**GIVEN DATA**

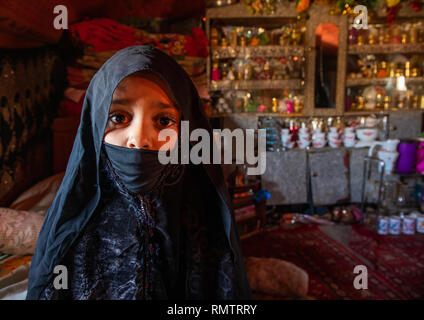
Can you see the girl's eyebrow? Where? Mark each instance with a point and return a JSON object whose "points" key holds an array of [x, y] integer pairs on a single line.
{"points": [[124, 101], [129, 102]]}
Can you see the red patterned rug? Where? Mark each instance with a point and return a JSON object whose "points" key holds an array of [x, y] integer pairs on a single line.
{"points": [[328, 263], [400, 259]]}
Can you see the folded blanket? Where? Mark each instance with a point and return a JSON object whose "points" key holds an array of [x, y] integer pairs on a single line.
{"points": [[276, 277]]}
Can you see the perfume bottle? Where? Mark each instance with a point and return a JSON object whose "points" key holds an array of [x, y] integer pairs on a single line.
{"points": [[382, 73], [396, 38], [407, 69], [215, 72]]}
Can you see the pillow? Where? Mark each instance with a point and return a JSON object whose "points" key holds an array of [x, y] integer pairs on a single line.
{"points": [[276, 277], [39, 197], [19, 231]]}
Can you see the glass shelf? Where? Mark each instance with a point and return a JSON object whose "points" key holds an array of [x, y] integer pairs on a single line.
{"points": [[255, 84], [386, 48], [258, 51]]}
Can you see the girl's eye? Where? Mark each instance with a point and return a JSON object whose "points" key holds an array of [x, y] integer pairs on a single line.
{"points": [[119, 118], [165, 121]]}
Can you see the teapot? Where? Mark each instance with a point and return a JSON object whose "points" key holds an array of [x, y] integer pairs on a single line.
{"points": [[388, 153]]}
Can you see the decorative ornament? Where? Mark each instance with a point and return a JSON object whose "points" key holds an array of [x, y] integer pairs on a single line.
{"points": [[392, 3], [302, 5], [392, 12], [416, 5]]}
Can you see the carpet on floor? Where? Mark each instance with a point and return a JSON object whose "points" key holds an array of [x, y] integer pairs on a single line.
{"points": [[328, 263], [399, 259]]}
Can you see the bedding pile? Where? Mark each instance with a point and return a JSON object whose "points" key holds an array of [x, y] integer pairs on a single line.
{"points": [[101, 38], [20, 225]]}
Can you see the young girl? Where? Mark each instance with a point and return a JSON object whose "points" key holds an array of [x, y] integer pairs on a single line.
{"points": [[122, 224]]}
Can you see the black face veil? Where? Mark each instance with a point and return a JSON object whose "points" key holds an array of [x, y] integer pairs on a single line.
{"points": [[80, 192]]}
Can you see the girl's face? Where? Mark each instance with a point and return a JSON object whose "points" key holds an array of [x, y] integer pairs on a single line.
{"points": [[140, 109]]}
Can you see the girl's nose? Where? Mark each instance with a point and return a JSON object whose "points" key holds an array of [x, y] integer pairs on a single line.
{"points": [[139, 138]]}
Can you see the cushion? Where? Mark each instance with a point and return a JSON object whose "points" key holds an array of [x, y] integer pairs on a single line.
{"points": [[19, 231], [276, 277], [39, 197], [21, 223]]}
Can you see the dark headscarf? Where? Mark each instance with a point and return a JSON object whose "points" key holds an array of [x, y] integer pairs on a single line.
{"points": [[80, 192]]}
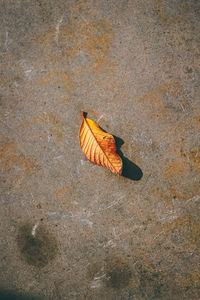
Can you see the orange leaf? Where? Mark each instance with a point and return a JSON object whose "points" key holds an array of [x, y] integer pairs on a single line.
{"points": [[99, 146]]}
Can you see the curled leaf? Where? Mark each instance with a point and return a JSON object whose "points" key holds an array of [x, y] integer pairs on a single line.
{"points": [[99, 146]]}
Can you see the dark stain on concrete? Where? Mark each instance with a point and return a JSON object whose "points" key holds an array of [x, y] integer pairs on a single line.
{"points": [[118, 273], [38, 249]]}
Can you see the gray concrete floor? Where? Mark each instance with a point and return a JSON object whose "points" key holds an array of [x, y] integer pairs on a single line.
{"points": [[73, 230]]}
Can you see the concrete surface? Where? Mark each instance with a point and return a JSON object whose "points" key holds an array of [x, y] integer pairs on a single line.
{"points": [[73, 230]]}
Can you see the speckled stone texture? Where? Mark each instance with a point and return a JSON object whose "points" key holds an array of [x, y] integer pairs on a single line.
{"points": [[73, 230]]}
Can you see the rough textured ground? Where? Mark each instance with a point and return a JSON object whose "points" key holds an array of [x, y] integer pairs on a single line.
{"points": [[73, 230]]}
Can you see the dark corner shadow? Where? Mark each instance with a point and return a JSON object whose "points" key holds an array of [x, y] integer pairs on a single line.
{"points": [[11, 295], [130, 170]]}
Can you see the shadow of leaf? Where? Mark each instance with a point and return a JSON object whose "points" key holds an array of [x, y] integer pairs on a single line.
{"points": [[130, 170]]}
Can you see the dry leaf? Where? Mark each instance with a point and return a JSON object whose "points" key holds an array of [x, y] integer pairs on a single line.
{"points": [[99, 146]]}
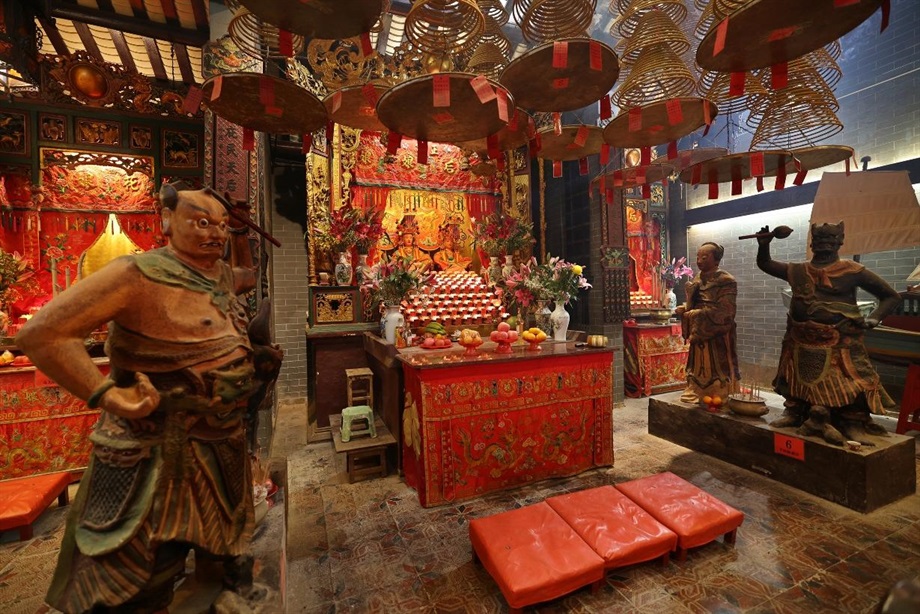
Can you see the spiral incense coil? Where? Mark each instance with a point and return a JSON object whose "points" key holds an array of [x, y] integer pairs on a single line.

**EXERCISE REQUIREMENTS**
Set down, word for word, the full listing above, and carry over no pictures.

**OUTPUT OF THE EXERCISE**
Can you see the girl's eyebrow? Where? Mark each instance with a point and return a JSON object whose "points" key holds an array of [x, y] integer pairs on a single line.
{"points": [[124, 101], [129, 102]]}
Can you see the red patterned rug? Where? Mark each instance with a point and return a JSON object whose "points" key holds an array of [x, y] integer pairs on a single line.
{"points": [[328, 263], [400, 259]]}
Can you see the folded blanket? Where? Mark each instance with a point and return a JSON object whose "points" key holds an array of [x, y] integer pairs on a single line.
{"points": [[276, 277]]}
Can you see the perfume bottle? Where? Mark each instance with a point and return a JSON object whose "points" key holds an array of [x, y] integer pairs on a single line.
{"points": [[382, 73], [396, 38], [407, 69], [215, 72]]}
Can you see the pillow? Where? Mark each instance with a point and return a JSON object whose "points" key holds an array of [x, y] integer pairs on a single line.
{"points": [[276, 277], [39, 197], [19, 231]]}
Can you see the glass shelf? Where? Mark each instance with a point and return a JSON object whose "points" key holds an array of [x, y] integer pairs on a single line.
{"points": [[255, 84], [386, 48], [258, 51]]}
Can you see the girl's eye? Where? Mark each instance with a point and return a JSON object whose "points" key holds an array of [x, y] integer pairs on a single line.
{"points": [[119, 118], [165, 121]]}
Can you see the teapot? Where? Mark each instance with a point and return a JSON object whose "points" key holds an array of [x, y] integer pairs on a single line.
{"points": [[388, 153]]}
Can you see the decorative ornament? Where? Mark each instance with a point and return a JSON object whose "points" key holds an array of [x, y] integer pairs on a single line.
{"points": [[392, 3], [302, 5], [392, 12], [416, 5]]}
Can you see the carpet on floor? Where? Mark each instance with a point and return a JSON object whose "points" key holds an array of [x, y] integer pairs on a single line.
{"points": [[328, 263], [399, 259]]}
Can you see the bedding pile? Where? Mark each instance with a point and return a JSON object whose "points" key holds an array of [x, y] integer pairs on a single line.
{"points": [[101, 38], [20, 225]]}
Can you see the young girl? Where? Mark each instance with a point and return a JSON object whose "points" key holds an array of [x, y] integer pairs on a single line.
{"points": [[122, 224]]}
Can you see the black face veil? Where? Mark each instance with a point and return a JSON object whose "points" key holds an array of [x, y] integer pairs on a single line.
{"points": [[80, 192]]}
Can you see the girl's face? Where? Mark each instance with a point and return a JSON object whose "points" key holds an array of [x, y] integer pairs on a single line.
{"points": [[140, 109]]}
Can you see the girl's nose? Where? Mark each instance with a point and return a JSON object whose "points" key holds an array of [x, y] integer pairs on a single line.
{"points": [[139, 138]]}
Can you see the cushion? Where? Mark each instance with a point and return a JSON object whose "points" key holds an array of [x, y] integer pairs on a single line.
{"points": [[19, 231], [276, 277], [39, 197], [21, 223]]}
Can you see the dark headscarf? Where? Mark each instance with a point and return a JSON object whose "points" key holds an array of [x, y] integer pairs on a single line.
{"points": [[80, 192]]}
Can you see the orange leaf? Where? Mark each instance with a point and return a JSON object whose "points" key holds an array of [x, y] integer pairs on a single line.
{"points": [[99, 146]]}
Can you see the curled leaf? Where? Mark each instance with a point and return a JSON object whose "points" key holds an array of [x, y] integer pairs on a single line.
{"points": [[99, 146]]}
Can you see the dark stain on concrete? Where? Mark each instance with a point and return a JSON object whose "points" key holds an array of [x, y] integer pairs on a single line.
{"points": [[118, 273], [38, 249]]}
Can you see the gray concrete floor? Where? Mark each instance with a point and return a JSON object whose "points" key holds an array of [x, y] integer pairs on a single line.
{"points": [[73, 230]]}
Can you see the concrete surface? Where? Mark each instance with a point and return a JSON object whose "points" key holds an array of [x, y] integer pairs on a single line.
{"points": [[73, 230]]}
Can you see the speckled stone texture? Where? Mark each instance with a point and return a JSON object whose "points" key holds an array of [x, y] integer pairs on a single line.
{"points": [[73, 230]]}
Can you see the rough textured ground? Where? Mark each instance with a point and return a JSON object whose "points" key holds an array of [x, y] integer pairs on a single line.
{"points": [[73, 230]]}
Can you see the dark corner shadow? Where? Mark each instance with a point and return a JSON object whose "points" key holds an array of [x, y] integer pairs on a single line.
{"points": [[11, 295], [130, 170]]}
Can you see the shadow of leaf? Where? Mark each instance with a point and return a JSON object whose "points" key holds an array of [x, y] integer pairs on a single line.
{"points": [[130, 170]]}
Can you see the dry leaf? Where? Mark each instance with a point and return a JSON object whose "points" key holds an array of [x, y] integer pairs on a single line.
{"points": [[99, 146]]}
Can you see the spiral incense coil? Where? Mark each instance with a point and return a JSON object whose "points" key holds an array of [x, y] integer pairs on a single line.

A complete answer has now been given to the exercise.